Repeat exactly, and only, the lines of the entries below from the one with "column 17, row 62" through the one with "column 395, row 419", both ends included.
..............................
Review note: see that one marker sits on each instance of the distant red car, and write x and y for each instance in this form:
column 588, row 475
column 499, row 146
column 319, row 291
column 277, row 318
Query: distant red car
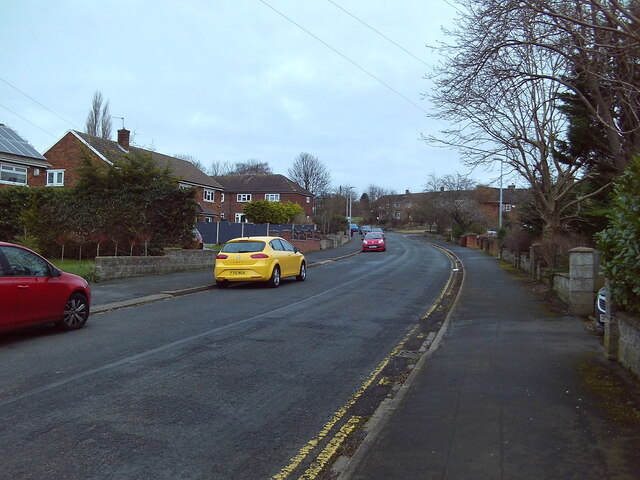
column 374, row 241
column 33, row 291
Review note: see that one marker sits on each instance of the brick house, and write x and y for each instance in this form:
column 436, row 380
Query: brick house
column 66, row 158
column 406, row 208
column 20, row 163
column 241, row 189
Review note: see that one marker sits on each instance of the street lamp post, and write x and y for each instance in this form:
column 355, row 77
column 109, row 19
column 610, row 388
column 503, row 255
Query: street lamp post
column 349, row 211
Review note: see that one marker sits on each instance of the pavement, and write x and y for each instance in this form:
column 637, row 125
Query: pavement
column 125, row 292
column 510, row 390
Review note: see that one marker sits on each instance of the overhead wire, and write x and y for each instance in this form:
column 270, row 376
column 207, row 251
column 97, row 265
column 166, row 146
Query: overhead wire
column 337, row 52
column 378, row 32
column 37, row 102
column 28, row 121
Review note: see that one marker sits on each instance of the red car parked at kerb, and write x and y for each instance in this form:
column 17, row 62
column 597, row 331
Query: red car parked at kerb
column 374, row 241
column 33, row 291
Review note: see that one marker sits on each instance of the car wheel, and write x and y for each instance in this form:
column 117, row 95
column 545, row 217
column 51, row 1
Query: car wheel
column 303, row 272
column 76, row 312
column 274, row 281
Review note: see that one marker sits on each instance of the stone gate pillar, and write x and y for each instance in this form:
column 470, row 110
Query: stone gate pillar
column 583, row 266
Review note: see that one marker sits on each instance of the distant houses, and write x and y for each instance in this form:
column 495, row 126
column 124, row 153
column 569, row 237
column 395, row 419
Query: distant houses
column 218, row 198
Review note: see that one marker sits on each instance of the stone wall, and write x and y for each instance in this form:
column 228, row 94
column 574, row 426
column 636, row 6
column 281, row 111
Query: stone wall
column 174, row 260
column 629, row 342
column 577, row 287
column 562, row 286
..............................
*Your response:*
column 17, row 62
column 597, row 331
Query: red car parked at kerb
column 374, row 241
column 33, row 291
Review note: see that one marker sits on each instance of the car wheel, and write x and y for each instance in this form:
column 117, row 95
column 545, row 217
column 51, row 1
Query: car wheel
column 303, row 272
column 76, row 312
column 274, row 281
Review note: see that one marker sits on each instance of the stone gate pillar, and write x and y for each instance in this form:
column 470, row 110
Query: stone gate pillar
column 583, row 266
Review note: see that one marker sits on each instance of the distant houses, and write x and y for each instance in this form:
column 495, row 126
column 124, row 153
column 569, row 237
column 395, row 419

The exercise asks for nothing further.